• Directions:
Scale the listing below by writing out all of its lines again, requests included, with each coordinate in the answers multiplied by 0.35 and rounded to a whole number, halves rounding up. Leave the numbers in the requests and their format samples unchanged.

• Data lines:

□ □ □ □ □ □ □

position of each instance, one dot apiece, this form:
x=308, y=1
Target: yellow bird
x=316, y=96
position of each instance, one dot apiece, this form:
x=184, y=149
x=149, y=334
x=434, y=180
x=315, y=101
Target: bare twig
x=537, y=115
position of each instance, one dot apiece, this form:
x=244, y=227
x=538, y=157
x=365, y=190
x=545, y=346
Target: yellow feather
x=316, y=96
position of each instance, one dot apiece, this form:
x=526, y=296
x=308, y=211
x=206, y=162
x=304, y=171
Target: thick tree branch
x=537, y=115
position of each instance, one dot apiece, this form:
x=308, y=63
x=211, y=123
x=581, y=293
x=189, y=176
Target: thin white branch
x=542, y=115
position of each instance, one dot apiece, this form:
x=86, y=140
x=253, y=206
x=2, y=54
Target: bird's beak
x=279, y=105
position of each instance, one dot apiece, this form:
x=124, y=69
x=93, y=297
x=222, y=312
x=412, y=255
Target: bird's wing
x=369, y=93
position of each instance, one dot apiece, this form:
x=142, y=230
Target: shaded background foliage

□ □ □ □ □ □ □

• Solution to this task:
position of each instance, one dot apiece, this form:
x=308, y=1
Target: yellow bird
x=111, y=34
position of each instance, one dot apiece, this form:
x=184, y=149
x=149, y=334
x=434, y=180
x=315, y=101
Target: bare twig
x=188, y=40
position of each instance, one dot apiece, this form:
x=244, y=227
x=538, y=157
x=365, y=190
x=545, y=346
Target: yellow feather
x=111, y=34
position of each instance, one dot apiece, this form:
x=526, y=296
x=308, y=211
x=206, y=162
x=304, y=171
Target: thick tree branch
x=188, y=40
position of each instance, one dot apiece, this form:
x=308, y=63
x=211, y=123
x=581, y=293
x=189, y=176
Target: thin white branch
x=190, y=40
position of each instance, one dot apiece, this form:
x=86, y=140
x=253, y=206
x=2, y=54
Target: bird's beak
x=98, y=37
position of each instance, one dot apiece, this form:
x=124, y=69
x=93, y=297
x=222, y=312
x=412, y=255
Target: bird's wing
x=129, y=33
position of each instance, one dot apiece, this form:
x=142, y=230
Target: shaded background foliage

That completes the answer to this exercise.